- Excerpt provided -
--- START ---

Belated Backlog of Blogging Bits

There’s a fascinating interview by Lasse Winkler of Stieg Larsson translated in the The Telegraph. It’s apparently the only interview Larsson gave before his untimely death.  I found this bit especially interesting:

What, I asked, was the source of his inspiration? The basic idea had been knocking around for a while, he said. He’d been toying with it back in his days at the Swedish TT news agency where he worked as a graphic designer and occasional writer, from 1977 to 1999. At some point in the early to mid-Nineties, he and a fellow journalist, Kenneth Ahlborn, were working on an article about the classic detective stories that were popular with young readers in Sweden in the Fifties, Sixties and Seventies.

“We were kidding around, talking about how you could write about those characters in their forties, when they were facing one last mystery,” he said. “That planted the seed, but nothing materialised back then.”

It was not until 2001 that Larsson stumbled upon the spark that would bring the Millennium trilogy into being. “I considered Pippi Longstocking,” he said, referring to the most famous creation of the Swedish children’s author Astrid Lindgren, a girl so strong she could carry a horse. “What would she be like today? What would she be like as an adult? What would you call a person like that, a sociopath? Hyperactive? Wrong. She simply sees society in a different light. I’ll make her 25 years old and an outcast. She has no friends and is deficient in social skills. That was my original thought.” That thought evolved into Larsson’s formidable heroine, Lisbeth Salander.

But he felt Salander needed a counterweight if his story was to be a success. Once again he turned to one of Lindgren’s characters, this time to Kalle Blomkvist, boy detective. “Only now he’s 45 years old and a journalist [called Mikael Blomkvist]. An altruistic know-it-all who publishes a magazine called Millennium. The story will revolve around the people who work there.”

--- END ---

- Problems to work on -
- a) According to the blog post on the Larsson interview, where did Larsson work from 1977 to 1999?
- b) Output everything in the blog post on the Larsson interview from "There’s a fascinating" down to "Sixties and Seventies.".
- c) Go on with the blog post about the Larsson interview from the point where it stops.
The material that follows comes from a separate source and is unrelated to the blog post on the Larsson interview.

- Information supplied -
--- START ---

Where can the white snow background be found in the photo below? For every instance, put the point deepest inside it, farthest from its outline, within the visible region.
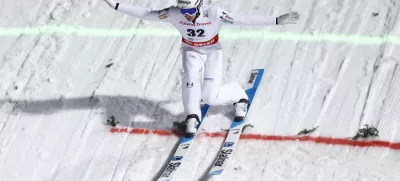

--- END ---

- Task-by-task outputs -
- a) He worked at the Swedish TT news agency as a graphic designer and occasional writer.

- b)
There’s a fascinating interview by Lasse Winkler of Stieg Larsson translated in the The Telegraph. It’s apparently the only interview Larsson gave before his untimely death.  I found this bit especially interesting:

What, I asked, was the source of his inspiration? The basic idea had been knocking around for a while, he said. He’d been toying with it back in his days at the Swedish TT news agency where he worked as a graphic designer and occasional writer, from 1977 to 1999. At some point in the early to mid-Nineties, he and a fellow journalist, Kenneth Ahlborn, were working on an article about the classic detective stories that were popular with young readers in Sweden in the Fifties, Sixties and Seventies.

- c)
Larsson was well-versed in the mechanics of crime fiction. Every spring and autumn, back when he worked for the news agency, he was assigned to write reviews that summed up the season’s releases of translated crime fiction. “I’d include the top five crime novels at that particular time,” he said. “Some of the writers I’ve praised are Sara Paretsky, Val McDermid, Elisabeth George and Minette Walters. Strangely enough, almost all are women.”

(I had to share that last comment with my colleagues at Sisters in Crime.)

Another interesting factoid in the interview is that Larsson hadn’t planned a particular number of books for the series (though it’s often said he had planned to write 10) but that he’d continue to write them so long as people wanted to read them. They were to be his retirement fund, since activist journalism wasn’t a secure income. How sad that he never got to enjoy the books’ success; it would have been fascinating to see how he responded to it.

Elsewhere, Peter points out that the CWA International Dagger shortlist is long on Nordic authors – Arnaldur Indridason (Hypothermia), Stieg Larsson (The Girl Who Kicked the Hornets’ Nest), and Johann Theorin (The Darkest Room).  Personally, I’m guessing of the non-Nordic half of contestants,  Deon Meyer has a pretty good shot.  But I’m almost always surprised by awards, so it’s a good thing I’m not a gambler.

And I’m used to Henning Mankell being in the news – but not this kind of news.  Mankell related his experience in The Daily Beast. More from Salon and The Guardian.

Lots of reviews to catch up on:

Kerrie reviews the audio version of Mankell’s The Fifth Woman from her perch in paradise; she gives it top marks.

Peter reviews Henning Mankell’s Before the Frost, which he considers good, if not the best in the series.

Pat Gray, who blogs under the moniker of Excitable Rat (the RATS are a group of librarians on a Reader’s Advisory Team) recommends Johan Theorin’s The Darkest Room and says something I agree with: “I find the subtle, quiet tone of this book a delightful change from some of the American mysteries and thrillers with unending, screaming-level action from start to finish.”  She adds that this isn’t to say there isn’t action – it’s just not the main attraction.

Crime and Publishing reviews Yrsa Sigurðardóttir’s My Soul To Take and likes the main character, though she somewhat overshadows her male counterpart. He concludes “a fine mixture of sombre landscapes, gruesomely inventive violence and sharp wit. A highly enjoyable read.”

A woman who reads a lot – and then reads some more – has some entertaining things to say about Henning Mankell’s The Man from Beijing. A sample: “things start to get scary. They also get implausible.” On the whole she finds the book a mix of entertaining and tedious, but just the job when it’s handy on the library display shelf and “even tilting my head to read book spines on a shelf means I’m distracted enough to have my devil child run straight out of the library and into the road, and we don’t want that, do we.”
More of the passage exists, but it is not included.